▸ SHORT EXERCISE: Rewrite every one of the records below, swapping "keypoint" for "point" wherever it occurs and keeping everything else the same.
*** THE DATA ***
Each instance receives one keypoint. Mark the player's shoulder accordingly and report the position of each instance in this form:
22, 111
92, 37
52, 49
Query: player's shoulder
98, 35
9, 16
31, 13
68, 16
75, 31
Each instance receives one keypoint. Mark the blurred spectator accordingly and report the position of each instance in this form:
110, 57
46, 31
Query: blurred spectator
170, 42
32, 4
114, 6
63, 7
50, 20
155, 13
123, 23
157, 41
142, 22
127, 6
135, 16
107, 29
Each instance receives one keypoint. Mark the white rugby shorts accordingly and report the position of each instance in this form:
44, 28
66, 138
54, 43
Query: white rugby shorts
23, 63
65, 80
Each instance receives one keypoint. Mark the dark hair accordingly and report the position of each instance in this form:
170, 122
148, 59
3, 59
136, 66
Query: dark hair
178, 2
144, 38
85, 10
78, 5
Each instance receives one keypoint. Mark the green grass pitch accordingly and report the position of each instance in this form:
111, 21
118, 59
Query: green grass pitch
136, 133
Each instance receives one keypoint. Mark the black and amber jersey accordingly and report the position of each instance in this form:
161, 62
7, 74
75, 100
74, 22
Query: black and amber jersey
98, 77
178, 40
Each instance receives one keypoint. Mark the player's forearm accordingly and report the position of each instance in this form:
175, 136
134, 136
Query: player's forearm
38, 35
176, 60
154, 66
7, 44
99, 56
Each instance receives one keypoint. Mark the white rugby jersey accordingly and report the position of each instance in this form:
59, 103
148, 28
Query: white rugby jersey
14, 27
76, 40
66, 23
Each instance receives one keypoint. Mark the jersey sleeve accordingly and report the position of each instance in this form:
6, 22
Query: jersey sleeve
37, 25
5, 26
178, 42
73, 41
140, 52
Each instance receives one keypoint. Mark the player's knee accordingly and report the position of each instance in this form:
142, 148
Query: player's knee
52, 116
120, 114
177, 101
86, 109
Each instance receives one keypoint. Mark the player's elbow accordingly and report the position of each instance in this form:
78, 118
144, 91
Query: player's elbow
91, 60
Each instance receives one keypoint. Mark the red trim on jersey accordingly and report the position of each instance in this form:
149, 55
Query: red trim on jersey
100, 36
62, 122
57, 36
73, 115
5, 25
***
▸ FINISHED TASK:
Each instance receives one point. Mark the player's shoulder accordingly and report the position of each instance in this form:
22, 111
92, 37
52, 49
Query: player's shoulder
98, 35
9, 16
31, 13
68, 16
75, 31
Each instance receives one point. Mark the blurred spectator accordingly and report the position of each instance in this form:
110, 57
46, 31
Query: blurred spectator
170, 42
32, 4
114, 6
63, 7
50, 20
155, 13
123, 23
157, 41
142, 22
127, 6
135, 16
107, 29
Each instance receives one point. Mark the white rugby shorts accordingly and report the position of each instance in this form:
44, 28
66, 138
54, 43
Query: white rugby shorts
23, 63
65, 80
Each instance receives one point. Mark the dark hair accordingly and report the position of each instance in this form:
170, 122
148, 59
3, 59
136, 66
Query: dark hair
178, 2
144, 38
85, 10
78, 5
Each instance receives one point. Mark the green grass pitch accordingly and report the position of each instance in this form:
111, 21
118, 59
Query: green grass pitch
136, 133
Each instance receives one point. Mark the black and amber jersey accordingly and report the position of each instance in this form:
161, 62
7, 74
75, 100
74, 22
Query: black and amber jersey
98, 77
178, 40
Each instance receives one point. Mark the player's forearm accordingly and report the position of each instance in this form:
175, 136
134, 136
Query: player's forearm
38, 35
176, 60
154, 66
7, 44
99, 56
Each instance receives one point. Mark the white rugby jersey accordingly and report the position of each instance in this form:
59, 103
148, 28
Query: white rugby jersey
14, 27
76, 40
66, 23
Each instance receives one point. Mark the jersey sleeve accordingly and report the position of each instance in this form:
6, 22
Query: jersey sleeve
37, 25
5, 26
178, 42
73, 41
140, 52
Each instance receives one point. Mark the player's knee accordingly and report the position of each instance in this form:
142, 148
Query: player's knee
52, 116
120, 114
177, 101
86, 109
Each instance receives one point. Mark the player's elbow accordingly and report the position of each instance in this form:
78, 118
144, 91
Query: player's elbow
91, 60
Each instance receives one point. Mark the red trim on jersey accordingly and report the position of each instance in this form:
149, 55
Query: red trim on jersey
100, 36
62, 122
57, 36
73, 115
5, 25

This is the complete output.